> [The exercise] Please copy every one of the lines below word for word, leaving out the pictures.

— Begin Data excerpts —

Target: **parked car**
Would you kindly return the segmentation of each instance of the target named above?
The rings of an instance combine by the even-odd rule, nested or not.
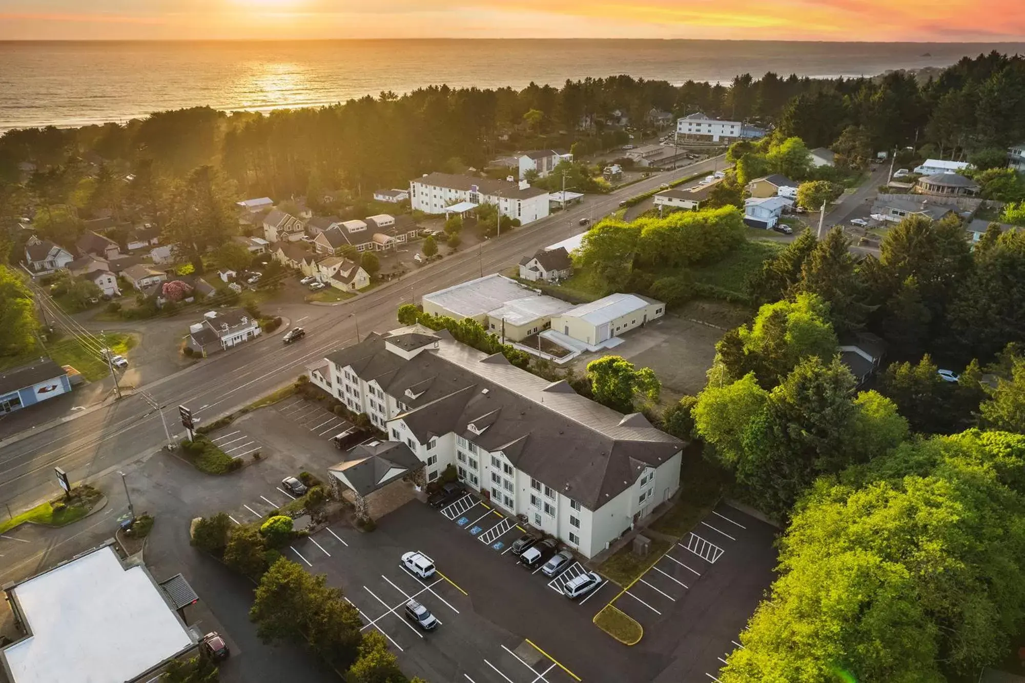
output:
[[[435,575],[435,561],[419,551],[403,553],[402,566],[420,578],[430,578]]]
[[[427,497],[427,505],[432,508],[444,508],[461,498],[463,491],[462,484],[457,481],[450,481]]]
[[[587,595],[601,585],[602,577],[593,571],[588,571],[585,574],[574,576],[566,581],[566,586],[563,587],[563,595],[570,600],[576,600]]]
[[[210,657],[214,661],[220,661],[221,659],[227,659],[228,655],[232,652],[228,649],[228,643],[216,631],[211,631],[210,633],[203,636],[203,640],[199,643],[200,652]]]
[[[406,603],[406,618],[424,631],[434,631],[440,624],[429,609],[415,600]]]
[[[528,569],[535,569],[546,562],[555,554],[557,548],[559,548],[558,540],[555,538],[545,538],[521,553],[520,562]]]
[[[573,553],[569,551],[559,551],[550,560],[544,563],[544,566],[541,567],[541,573],[545,576],[555,576],[560,571],[568,567],[572,561]]]
[[[538,538],[534,534],[525,533],[512,541],[512,548],[510,548],[509,550],[512,552],[514,555],[519,557],[520,555],[523,554],[525,550],[536,544],[538,540],[540,540],[540,538]]]
[[[281,485],[293,495],[302,495],[306,492],[306,485],[295,477],[285,477],[281,480]]]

— End Data excerpts —

> [Response to the exercise]
Target: **parked car**
Would you kindly return the segmentation of each instance of the target named above?
The rings of an instance combine by the even-odd rule, nested or not.
output:
[[[435,575],[435,561],[419,551],[403,553],[402,566],[420,578],[430,578]]]
[[[427,497],[427,505],[432,508],[444,508],[461,498],[463,491],[462,484],[457,481],[450,481]]]
[[[587,595],[601,585],[602,577],[593,571],[588,571],[585,574],[574,576],[566,581],[566,586],[563,587],[563,595],[570,600],[576,600]]]
[[[210,657],[214,661],[220,661],[221,659],[227,659],[228,655],[232,652],[228,649],[228,643],[216,631],[211,631],[210,633],[203,636],[203,640],[199,643],[200,652]]]
[[[406,603],[406,618],[424,631],[434,631],[440,624],[429,609],[415,600]]]
[[[528,569],[535,569],[546,562],[555,554],[557,548],[559,548],[558,540],[555,538],[545,538],[521,553],[520,562]]]
[[[573,553],[569,551],[559,551],[550,560],[544,563],[544,566],[541,567],[541,573],[545,576],[555,576],[560,571],[568,567],[572,561]]]
[[[538,538],[534,534],[525,533],[512,541],[512,548],[510,548],[509,550],[512,552],[514,555],[519,557],[520,555],[523,554],[525,550],[536,544],[538,540],[540,540],[540,538]]]
[[[281,485],[293,495],[302,495],[306,492],[306,485],[295,477],[285,477],[281,480]]]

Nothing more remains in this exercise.